• [Passage to read]:
*** Begin section ***

Local knowledge surveys

In 2000 we conducted detailed interviews with fifteen active and six retired B. muricatum spearfishermen. These interviews were undertaken to document local knowledge on B. muricatum ecology and to build a picture of technological, ecological and economic changes that had occurred in this fishery since the 1940s (Hamilton 2005). Interviews were carried out with spearfishermen from the communities of Dunde, Nusa Roviana, Nusabanga, Sasavele, Baraulu, Bula Lavata and Nusa Hope in Roviana Lagoon. These interviews revealed that large catches commenced in the 1980s, which coincided with the introduction of underwater flashlights and the establishment of fisheries centres at the provincial headquarters of Munda. The interview questions that were asked to night spearfishermen in 2000 that are relevant to this study were: Question 1: “What was the most Topa you ever caught in a single night when you first started spearfishing?” and Question 2: “What is the most Topa you have caught in a single night in the last 2 yrs?”. In 2018 we discussed the purpose of this study with eight active night spearfishers from the communities of Dunde, Nusabanga, Sasavele and Nusa Hope and asked them Question 2. We focused on questions that relate to maximum catch since memory that is related to self-esteem can be positively biased (Thompson et al. 1996), hence maximum catches may be more memorable than “average” catches (Hamilton et al. 2012b). In both time periods, the only fishers in Roviana Lagoon that targeted B. muricatum were night spearfishermen. Interviewees were selected based on authors’ prior knowledge of night spearfishermen and through peer recommendation (Davis and Wagner 2003).

*** End section ***

• [The data]:
*** Begin section ***

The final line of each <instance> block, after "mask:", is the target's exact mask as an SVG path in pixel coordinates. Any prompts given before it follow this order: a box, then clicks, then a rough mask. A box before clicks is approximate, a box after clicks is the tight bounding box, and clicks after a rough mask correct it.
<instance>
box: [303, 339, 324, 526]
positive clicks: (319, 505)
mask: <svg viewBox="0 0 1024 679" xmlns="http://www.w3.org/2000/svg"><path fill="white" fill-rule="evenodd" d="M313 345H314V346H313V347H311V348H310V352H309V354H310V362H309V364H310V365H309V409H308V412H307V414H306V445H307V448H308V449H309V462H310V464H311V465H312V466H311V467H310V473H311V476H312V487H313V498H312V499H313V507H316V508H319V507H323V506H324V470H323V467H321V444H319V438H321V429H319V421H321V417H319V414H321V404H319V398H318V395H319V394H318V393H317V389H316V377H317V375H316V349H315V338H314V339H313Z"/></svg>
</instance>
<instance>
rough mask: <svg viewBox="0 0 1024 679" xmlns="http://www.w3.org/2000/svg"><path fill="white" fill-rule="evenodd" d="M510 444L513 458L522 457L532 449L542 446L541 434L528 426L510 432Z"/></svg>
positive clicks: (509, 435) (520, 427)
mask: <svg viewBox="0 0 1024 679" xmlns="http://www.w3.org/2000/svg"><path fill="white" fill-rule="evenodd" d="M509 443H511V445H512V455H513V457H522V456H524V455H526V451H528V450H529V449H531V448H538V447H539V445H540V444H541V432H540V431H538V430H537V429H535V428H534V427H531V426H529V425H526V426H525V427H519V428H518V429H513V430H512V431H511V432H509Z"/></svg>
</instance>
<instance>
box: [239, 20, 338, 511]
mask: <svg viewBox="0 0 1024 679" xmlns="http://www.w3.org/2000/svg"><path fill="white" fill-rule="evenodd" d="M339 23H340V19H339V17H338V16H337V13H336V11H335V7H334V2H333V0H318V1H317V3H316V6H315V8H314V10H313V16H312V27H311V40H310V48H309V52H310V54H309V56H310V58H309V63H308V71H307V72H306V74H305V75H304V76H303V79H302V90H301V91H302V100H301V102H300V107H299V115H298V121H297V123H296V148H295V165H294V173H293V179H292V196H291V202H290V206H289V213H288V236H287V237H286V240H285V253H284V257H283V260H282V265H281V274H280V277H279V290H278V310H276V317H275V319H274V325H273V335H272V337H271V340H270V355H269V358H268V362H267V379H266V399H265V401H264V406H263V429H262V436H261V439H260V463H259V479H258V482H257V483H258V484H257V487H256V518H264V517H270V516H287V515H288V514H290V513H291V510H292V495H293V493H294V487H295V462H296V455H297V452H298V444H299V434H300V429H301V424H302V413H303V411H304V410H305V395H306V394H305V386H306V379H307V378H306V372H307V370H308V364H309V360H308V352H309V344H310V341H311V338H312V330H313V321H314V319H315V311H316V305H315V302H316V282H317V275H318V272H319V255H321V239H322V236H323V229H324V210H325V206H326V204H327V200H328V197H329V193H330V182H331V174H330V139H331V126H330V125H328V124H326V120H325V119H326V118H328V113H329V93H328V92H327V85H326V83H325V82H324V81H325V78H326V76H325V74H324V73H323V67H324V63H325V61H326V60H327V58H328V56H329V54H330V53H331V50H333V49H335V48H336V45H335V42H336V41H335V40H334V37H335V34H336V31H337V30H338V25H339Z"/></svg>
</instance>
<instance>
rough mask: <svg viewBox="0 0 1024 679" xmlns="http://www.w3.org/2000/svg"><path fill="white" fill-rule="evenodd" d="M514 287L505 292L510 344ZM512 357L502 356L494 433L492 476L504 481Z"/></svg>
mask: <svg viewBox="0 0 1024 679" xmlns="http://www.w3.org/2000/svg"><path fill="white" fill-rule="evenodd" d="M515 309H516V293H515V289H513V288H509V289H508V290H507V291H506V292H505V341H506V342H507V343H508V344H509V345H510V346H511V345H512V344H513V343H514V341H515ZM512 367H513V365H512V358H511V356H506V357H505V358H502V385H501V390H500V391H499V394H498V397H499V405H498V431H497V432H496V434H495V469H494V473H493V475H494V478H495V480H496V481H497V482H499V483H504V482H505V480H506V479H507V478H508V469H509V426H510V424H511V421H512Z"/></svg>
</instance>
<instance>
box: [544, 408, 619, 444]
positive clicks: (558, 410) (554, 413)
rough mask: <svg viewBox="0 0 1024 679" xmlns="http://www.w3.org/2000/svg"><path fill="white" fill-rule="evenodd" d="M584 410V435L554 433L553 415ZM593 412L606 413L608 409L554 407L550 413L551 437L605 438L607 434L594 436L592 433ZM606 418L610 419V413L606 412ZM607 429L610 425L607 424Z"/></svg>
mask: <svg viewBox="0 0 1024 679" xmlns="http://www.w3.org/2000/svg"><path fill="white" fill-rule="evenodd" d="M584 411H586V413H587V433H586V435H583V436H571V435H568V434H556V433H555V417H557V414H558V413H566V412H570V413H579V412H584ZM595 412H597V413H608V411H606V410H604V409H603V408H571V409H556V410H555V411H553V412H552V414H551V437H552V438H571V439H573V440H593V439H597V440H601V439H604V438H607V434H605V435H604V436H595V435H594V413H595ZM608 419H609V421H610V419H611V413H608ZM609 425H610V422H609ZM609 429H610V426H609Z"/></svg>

*** End section ***

• [Tasks to complete]:
(1) Translate this sentence from the passage on local knowledge surveys into Spanish: "In both time periods, the only fishers in Roviana Lagoon that targeted B. muricatum were night spearfishermen."
(2) Answer these questions from the passage on local knowledge surveys.
(a) In what year were the interviews with fifteen active and six retired spearfishermen carried out?
(b) How many active night spearfishers took part in the 2018 discussions?
(c) With what two developments did the start of large catches in the 1980s coincide?
(3) Carry on the passage on local knowledge surveys from its last sentence with one further paragraph.

• [Task-by-task answers]:
(1) En ambos periodos, los únicos pescadores de la laguna Roviana que tenían como objetivo a B. muricatum eran pescadores nocturnos con arpón.

(2)
(a) 2000
(b) Eight
(c) The introduction of underwater flashlights and the establishment of fisheries centres at the provincial headquarters of Munda

(3)
UVC surveys

We conducted repeated underwater visual census (UVC) surveys at four permanent monitoring sites located in passage and outer reef environments in Roviana Lagoon during daylight hours (Fig. 1). Sites were randomly selected to reflect typical passage and outer reef environments, which is where subadults and adults of both species are found (Hamilton et al. 2016). UVC surveys were done by two SCUBA divers and consisted of 500-m-long swims along passage and outer reef slopes at a depth of 10 m. UVC surveys took approximately 20 min. Initially the exact length of the transects was determined by laying out a 50-m transect ten times, with GPS readings taken at the transect start points. On each survey one diver recorded the size of each B. muricatum and C. undulatus observed within a 20-m-wide band, 10 m either side of the diver. Hence each UVC survey covered one hectare of reef. Long UVC surveys were used since this is the most suitable method for surveying populations of naturally rare species such as B. muricatum and C. undulatus (Choat and Pears 2003). The permanent UVC sites were surveyed 72 times between October 2000 and June 2001 on new and full moon phases, and 27 times between March and October 2018 on new, full and last quarter lunar phases (Electronic supplementary material, Table S1, Table S2 and Table S3).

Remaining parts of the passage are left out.